**Task statement**
Continue the passage on AI as a major evolutionary transition, starting after its first bullet point.

Societies have a kind of collective intelligence, and a rich body of work in social anthropology tells us that collective intelligence exhibits a scaling law not unlike that of individual brains. Theory of mind, incidentally, is important both for effective teaching and effective learning, which implies that it enhances cultural evolution at the group level too.47 So, bigger societies can create and evolve more complex technologies, and thereby develop greater adaptability and resilience.48 Greater scale, in other words, can support greater intelligence, and greater intelligence improves dynamic stability, both at the individual level and at the group level.

[ from Chapter 5]

Agüera y Arcas critiques the popular ‘before–during–after’ story of AI – narrow, general, and superintelligence – as misleading. He argues that ‘general’ ability already emerged when unsupervised, sequence- predicting language models began performing arbitrary tasks through in-context learning. This was a continuous performance climb, not a discrete leap. Debates about the exact moment of AGI miss the point: intelligence evolves by degree. Even supposedly narrow systems learn universal representations, implying that every specialised predictor contains generality in miniature. From this view, AI’s ‘transition’ started as early as the 1940s with cybernetic sequence learners – the first machines to predict. The history of AI is therefore part of life’s broader story of predictive evolution.

Transitions

The emergence of ai marks what theoretical biologists John Maynard Smith and Eörs Szathmáry have termed a ‘major evolutionary transition’ or MET49 – a term we first encountered in chapter 1.50 Smith and Szathmáry describe three characteristic features of METs:

  • Smaller entities that were formerly capable of independent replication come together to form larger entities that can only replicate as a whole.

**Records from a data collection**

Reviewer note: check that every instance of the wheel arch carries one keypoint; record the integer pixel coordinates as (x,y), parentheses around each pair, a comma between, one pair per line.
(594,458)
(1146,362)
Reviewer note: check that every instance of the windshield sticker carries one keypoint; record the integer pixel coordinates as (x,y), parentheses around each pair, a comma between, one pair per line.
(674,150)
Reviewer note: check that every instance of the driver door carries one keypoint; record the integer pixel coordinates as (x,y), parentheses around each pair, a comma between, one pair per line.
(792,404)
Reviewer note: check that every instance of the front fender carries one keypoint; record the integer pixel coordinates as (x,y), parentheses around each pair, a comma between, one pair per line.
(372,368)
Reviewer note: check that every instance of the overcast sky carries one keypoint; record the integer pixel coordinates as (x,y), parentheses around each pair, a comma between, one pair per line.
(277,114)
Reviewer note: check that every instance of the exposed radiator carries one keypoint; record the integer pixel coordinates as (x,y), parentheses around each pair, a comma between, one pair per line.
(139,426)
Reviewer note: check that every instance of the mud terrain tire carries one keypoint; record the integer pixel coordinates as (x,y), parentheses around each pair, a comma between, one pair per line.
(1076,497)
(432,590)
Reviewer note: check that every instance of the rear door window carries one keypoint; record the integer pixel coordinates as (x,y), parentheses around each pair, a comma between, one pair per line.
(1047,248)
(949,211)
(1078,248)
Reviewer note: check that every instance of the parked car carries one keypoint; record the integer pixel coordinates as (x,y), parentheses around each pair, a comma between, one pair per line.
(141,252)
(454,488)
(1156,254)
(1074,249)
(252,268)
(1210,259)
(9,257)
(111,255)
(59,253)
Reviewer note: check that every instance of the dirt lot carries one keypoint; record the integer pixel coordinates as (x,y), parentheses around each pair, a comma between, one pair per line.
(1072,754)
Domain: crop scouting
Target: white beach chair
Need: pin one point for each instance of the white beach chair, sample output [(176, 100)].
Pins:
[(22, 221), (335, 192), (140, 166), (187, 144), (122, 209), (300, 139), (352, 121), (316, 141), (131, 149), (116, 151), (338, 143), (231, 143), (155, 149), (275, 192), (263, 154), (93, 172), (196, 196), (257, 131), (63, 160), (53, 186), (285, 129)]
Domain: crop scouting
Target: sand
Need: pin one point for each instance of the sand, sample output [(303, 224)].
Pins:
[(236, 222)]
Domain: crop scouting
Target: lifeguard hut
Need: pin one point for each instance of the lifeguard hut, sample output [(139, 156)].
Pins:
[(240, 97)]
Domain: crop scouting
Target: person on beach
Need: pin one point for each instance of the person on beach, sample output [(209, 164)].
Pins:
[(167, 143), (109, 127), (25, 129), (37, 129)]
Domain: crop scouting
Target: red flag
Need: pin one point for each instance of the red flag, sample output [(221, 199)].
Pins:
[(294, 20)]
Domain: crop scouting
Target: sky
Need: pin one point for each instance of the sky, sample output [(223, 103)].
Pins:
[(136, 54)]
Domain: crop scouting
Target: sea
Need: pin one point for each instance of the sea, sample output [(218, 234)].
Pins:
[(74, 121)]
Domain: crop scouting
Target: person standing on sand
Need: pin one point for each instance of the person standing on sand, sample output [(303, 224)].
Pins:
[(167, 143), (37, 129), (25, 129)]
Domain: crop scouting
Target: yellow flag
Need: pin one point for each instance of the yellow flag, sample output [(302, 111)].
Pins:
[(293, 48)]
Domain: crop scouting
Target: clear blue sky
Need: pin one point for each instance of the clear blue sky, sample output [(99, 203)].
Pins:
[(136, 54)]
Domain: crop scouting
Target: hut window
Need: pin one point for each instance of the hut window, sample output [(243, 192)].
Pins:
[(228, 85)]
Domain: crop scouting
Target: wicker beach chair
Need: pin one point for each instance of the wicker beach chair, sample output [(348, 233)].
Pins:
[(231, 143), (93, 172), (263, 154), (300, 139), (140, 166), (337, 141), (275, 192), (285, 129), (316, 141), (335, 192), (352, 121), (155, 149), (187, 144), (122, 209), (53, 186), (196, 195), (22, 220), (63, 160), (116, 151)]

**Result of the task**
  • There is a division of labour among the smaller entities, increasing the efficiency of the larger whole through specialization.

  • New forms of information storage and transmission arise to support the larger whole, giving rise to new forms of evolutionary selection.

Szathmáry and others have since proposed a few changes (such as adding the endo- symbiosis of plastids, leading to plant life), but the larger point is that the list of major transitions is short, and each item on it represents a momentous new symbiosis with planetary-scale consequences. Any meaningful periodisation of life and intelligence on Earth must focus on big transitions like these.

That the transitions appear to be happening at increasing frequency is not just an artifact of the haziness of the distant past, but of their inherent learning dynamics, as Turchin described. Increasingly powerful predictive models are, as we have seen, also increasingly capable learners. Furthermore, in-context learning shows us how all predictive learning also involves learning to learn. So, as models become better learners, they will more readily be able to ‘go meta’, giving rise to an MET and producing an even more capable learner. This is why cultural evolution is so much faster than genetic evolution.

Max Bennett argues that ‘the singularity already happened’51 when cultural accumulation, powered by language and later by writing, began to rapidly ratchet human technology upward over the past several thousand years. This is a defensible position, and doesn’t map well to the last MET on Smith and Szathmáry’s list, since humans have existed (and have been using language) for far longer than a few thousand years. Hence Bennett’s ‘cultural singularity’ doesn’t distinguish humans from nonhuman primates, but, rather, is associated with urbanization and its attendant division of labour. Therefore, this recent transition is neither an immediate consequence of language nor an inherent property of humanity per se, but a distinctly modern and collective phenomenon. It is posthuman in the literal sense that it postdates our emergence as a species.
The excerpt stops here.